Across the material below, how many lines contain the word "trace"? Give only the number.

---- Provided data

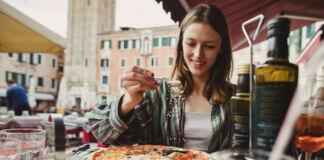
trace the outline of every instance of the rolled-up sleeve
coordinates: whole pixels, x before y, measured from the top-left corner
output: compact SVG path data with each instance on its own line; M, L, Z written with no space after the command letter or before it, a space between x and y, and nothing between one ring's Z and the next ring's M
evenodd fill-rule
M118 107L123 96L106 106L94 108L89 115L89 124L92 134L103 144L113 144L127 129L128 124L133 121L134 114L129 114L127 122L118 115Z

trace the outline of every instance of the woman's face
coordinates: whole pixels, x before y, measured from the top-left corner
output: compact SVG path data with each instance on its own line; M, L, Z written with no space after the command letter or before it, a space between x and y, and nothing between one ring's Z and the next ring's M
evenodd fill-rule
M192 76L207 78L221 48L221 36L205 23L192 23L183 33L184 60Z

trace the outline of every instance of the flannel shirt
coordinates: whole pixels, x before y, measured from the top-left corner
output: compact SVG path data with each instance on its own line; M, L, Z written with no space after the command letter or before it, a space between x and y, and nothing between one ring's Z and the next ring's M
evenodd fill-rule
M105 145L154 144L183 147L184 111L174 102L166 80L154 91L146 91L143 100L126 116L118 115L122 96L108 104L94 108L89 115L93 135ZM178 103L179 105L174 105ZM208 152L229 146L230 97L225 103L211 100L213 136Z

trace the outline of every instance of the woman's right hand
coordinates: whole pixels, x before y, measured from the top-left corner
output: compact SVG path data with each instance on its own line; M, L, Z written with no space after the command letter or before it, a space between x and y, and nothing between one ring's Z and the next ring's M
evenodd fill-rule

--------

Problem solution>
4